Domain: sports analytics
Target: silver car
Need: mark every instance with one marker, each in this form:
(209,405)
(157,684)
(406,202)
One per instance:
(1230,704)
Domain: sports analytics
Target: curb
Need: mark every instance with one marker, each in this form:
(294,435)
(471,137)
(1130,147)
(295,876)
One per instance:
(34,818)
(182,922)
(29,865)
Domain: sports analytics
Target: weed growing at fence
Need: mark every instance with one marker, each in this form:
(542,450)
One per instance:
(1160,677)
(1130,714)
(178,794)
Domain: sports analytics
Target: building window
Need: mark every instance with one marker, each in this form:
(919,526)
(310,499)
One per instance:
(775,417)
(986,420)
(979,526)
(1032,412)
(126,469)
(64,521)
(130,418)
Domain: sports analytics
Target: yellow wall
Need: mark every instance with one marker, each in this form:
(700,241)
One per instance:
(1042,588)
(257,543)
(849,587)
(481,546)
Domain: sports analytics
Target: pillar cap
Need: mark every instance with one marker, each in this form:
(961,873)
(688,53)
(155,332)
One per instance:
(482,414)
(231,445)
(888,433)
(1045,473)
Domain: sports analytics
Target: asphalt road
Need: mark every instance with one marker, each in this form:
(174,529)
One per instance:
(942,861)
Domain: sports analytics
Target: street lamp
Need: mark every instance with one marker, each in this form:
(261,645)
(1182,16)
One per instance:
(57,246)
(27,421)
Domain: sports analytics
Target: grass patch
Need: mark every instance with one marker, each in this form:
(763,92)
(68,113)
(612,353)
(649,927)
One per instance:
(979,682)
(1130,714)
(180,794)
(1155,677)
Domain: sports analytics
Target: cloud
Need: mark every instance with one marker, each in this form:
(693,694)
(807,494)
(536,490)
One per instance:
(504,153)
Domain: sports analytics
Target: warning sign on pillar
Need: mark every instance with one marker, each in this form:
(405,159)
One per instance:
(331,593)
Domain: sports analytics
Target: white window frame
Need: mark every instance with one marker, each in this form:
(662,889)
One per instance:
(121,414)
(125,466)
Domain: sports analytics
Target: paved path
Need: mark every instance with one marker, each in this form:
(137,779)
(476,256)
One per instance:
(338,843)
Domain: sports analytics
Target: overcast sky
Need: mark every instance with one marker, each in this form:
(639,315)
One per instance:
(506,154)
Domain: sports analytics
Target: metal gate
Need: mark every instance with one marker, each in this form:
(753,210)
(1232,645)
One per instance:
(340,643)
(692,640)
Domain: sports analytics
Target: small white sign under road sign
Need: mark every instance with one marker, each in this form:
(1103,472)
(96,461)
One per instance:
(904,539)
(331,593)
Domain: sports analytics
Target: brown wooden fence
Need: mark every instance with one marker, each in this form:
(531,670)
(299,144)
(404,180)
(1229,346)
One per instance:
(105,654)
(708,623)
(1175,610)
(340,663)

= = =

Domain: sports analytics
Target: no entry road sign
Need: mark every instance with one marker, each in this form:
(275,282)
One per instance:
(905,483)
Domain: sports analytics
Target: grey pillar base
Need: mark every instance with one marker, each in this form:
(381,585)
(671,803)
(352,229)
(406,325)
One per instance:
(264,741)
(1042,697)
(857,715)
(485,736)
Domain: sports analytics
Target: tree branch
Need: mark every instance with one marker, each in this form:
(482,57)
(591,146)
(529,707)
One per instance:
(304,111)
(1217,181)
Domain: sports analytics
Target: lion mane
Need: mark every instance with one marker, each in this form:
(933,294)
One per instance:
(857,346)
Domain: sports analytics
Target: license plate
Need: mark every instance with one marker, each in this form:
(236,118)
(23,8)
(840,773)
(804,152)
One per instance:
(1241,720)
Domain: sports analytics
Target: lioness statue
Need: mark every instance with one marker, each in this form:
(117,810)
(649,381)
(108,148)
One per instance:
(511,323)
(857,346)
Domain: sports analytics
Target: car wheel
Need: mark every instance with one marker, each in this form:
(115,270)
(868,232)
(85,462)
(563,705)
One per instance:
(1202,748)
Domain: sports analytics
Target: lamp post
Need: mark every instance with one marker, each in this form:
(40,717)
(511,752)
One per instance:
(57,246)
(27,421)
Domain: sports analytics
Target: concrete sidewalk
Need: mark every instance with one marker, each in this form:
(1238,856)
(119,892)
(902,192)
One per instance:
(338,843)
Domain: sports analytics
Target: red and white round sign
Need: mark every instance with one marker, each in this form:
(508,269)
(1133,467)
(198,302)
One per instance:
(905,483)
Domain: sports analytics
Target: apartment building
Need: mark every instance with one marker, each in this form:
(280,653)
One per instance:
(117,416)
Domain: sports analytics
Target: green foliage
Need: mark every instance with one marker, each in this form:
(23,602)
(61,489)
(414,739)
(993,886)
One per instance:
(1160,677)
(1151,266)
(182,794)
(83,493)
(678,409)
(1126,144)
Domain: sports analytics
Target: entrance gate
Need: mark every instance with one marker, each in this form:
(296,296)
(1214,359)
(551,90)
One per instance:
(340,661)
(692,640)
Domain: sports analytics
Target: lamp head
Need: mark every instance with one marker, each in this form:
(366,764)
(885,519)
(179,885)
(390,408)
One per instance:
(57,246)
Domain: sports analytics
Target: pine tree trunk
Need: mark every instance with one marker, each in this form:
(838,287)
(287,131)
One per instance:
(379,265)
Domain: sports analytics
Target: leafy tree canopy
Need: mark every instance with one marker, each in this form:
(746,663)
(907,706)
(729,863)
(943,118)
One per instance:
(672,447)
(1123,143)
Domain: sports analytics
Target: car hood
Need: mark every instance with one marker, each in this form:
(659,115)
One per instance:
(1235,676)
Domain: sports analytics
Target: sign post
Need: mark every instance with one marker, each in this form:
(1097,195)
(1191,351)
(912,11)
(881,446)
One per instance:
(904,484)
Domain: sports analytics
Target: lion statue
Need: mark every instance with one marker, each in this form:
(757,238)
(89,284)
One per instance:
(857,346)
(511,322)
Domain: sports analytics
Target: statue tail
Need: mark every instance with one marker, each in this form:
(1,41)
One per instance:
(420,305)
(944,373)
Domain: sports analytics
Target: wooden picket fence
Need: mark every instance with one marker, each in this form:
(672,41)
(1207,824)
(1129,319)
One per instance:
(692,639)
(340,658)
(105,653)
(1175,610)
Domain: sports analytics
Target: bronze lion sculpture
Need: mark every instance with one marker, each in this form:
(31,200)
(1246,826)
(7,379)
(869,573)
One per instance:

= = =

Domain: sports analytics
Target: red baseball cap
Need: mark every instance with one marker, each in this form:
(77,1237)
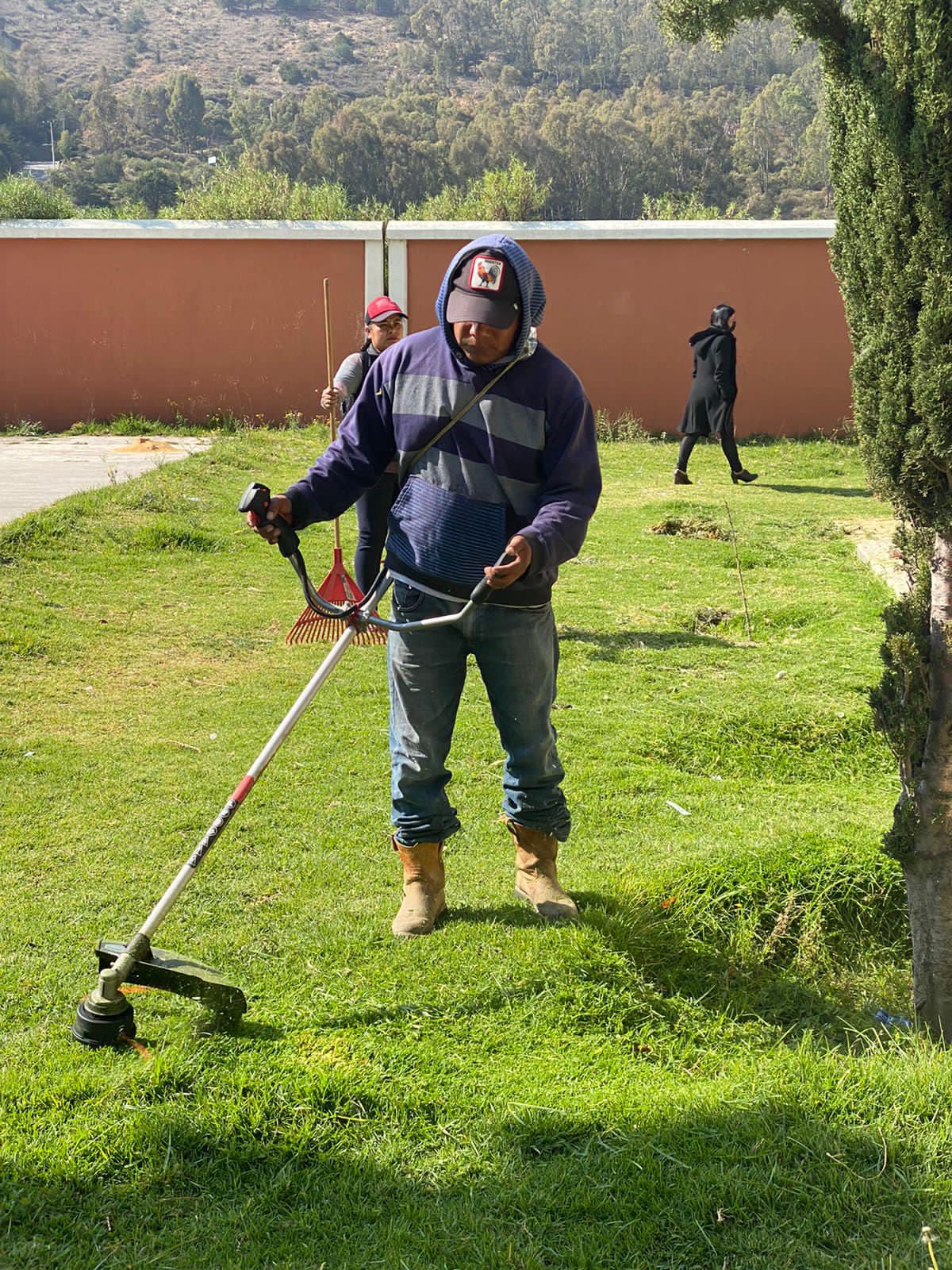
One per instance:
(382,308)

= = =

Work instruction:
Lines containing "building" in the listing: how many are there? Answer with the number only.

Answer area:
2